-- Start Items --

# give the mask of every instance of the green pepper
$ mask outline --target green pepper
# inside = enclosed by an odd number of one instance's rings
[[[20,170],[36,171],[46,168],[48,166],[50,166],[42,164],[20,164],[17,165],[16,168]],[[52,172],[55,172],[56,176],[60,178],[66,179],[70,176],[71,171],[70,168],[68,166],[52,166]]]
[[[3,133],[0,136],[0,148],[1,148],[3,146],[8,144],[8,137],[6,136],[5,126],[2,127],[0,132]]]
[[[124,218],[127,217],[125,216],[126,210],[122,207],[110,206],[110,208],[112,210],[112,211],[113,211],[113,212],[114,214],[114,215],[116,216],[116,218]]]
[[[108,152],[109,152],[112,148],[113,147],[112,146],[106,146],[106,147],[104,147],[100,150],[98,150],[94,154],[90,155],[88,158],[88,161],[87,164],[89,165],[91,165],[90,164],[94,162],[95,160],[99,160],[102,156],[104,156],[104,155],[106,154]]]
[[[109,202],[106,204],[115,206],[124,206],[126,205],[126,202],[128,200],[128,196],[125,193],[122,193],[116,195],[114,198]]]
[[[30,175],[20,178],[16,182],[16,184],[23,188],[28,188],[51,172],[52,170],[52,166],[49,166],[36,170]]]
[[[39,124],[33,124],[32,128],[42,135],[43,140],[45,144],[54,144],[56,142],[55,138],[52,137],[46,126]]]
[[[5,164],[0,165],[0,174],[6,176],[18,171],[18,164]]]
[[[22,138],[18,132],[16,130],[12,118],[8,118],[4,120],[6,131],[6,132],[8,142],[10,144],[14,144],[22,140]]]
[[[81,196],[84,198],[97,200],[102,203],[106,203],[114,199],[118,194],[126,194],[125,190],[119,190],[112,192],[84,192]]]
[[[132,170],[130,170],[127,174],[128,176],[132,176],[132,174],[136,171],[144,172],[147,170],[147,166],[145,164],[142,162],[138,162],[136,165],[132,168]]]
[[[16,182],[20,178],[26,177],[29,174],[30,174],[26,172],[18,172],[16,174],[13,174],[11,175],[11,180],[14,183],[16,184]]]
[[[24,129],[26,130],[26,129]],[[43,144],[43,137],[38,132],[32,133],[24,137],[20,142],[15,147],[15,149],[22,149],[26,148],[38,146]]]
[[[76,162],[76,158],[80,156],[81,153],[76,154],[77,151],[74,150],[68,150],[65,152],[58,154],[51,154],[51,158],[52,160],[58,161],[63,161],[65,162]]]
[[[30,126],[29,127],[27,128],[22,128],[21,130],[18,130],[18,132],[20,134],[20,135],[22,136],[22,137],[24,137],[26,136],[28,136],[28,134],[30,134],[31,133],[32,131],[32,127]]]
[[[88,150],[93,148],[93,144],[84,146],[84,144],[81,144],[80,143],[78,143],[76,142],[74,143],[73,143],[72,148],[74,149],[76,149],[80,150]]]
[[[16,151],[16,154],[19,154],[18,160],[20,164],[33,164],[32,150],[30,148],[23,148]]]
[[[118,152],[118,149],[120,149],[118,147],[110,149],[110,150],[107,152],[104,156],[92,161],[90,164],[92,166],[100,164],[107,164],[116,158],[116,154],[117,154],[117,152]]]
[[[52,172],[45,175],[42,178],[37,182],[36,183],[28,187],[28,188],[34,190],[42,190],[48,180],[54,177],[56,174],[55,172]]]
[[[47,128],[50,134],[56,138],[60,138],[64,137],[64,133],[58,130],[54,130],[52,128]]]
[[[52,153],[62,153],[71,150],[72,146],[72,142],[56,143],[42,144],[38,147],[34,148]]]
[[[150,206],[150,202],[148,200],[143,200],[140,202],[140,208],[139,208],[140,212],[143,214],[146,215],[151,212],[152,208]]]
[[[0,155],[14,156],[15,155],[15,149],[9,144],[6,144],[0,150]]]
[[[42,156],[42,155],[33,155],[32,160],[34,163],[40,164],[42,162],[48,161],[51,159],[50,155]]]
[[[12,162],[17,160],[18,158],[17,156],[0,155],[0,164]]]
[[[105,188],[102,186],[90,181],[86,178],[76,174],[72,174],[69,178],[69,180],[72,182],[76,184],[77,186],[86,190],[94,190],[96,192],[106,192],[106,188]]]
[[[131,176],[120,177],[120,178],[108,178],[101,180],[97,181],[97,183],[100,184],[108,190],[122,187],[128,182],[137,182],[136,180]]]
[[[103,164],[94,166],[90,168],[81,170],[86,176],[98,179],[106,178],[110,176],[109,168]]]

-- End Items --

**The exercise**: Please select each line of the items above that contains the string "pepper", with case counting.

**Completed task**:
# give the mask of every instance of the green pepper
$ mask outline --target green pepper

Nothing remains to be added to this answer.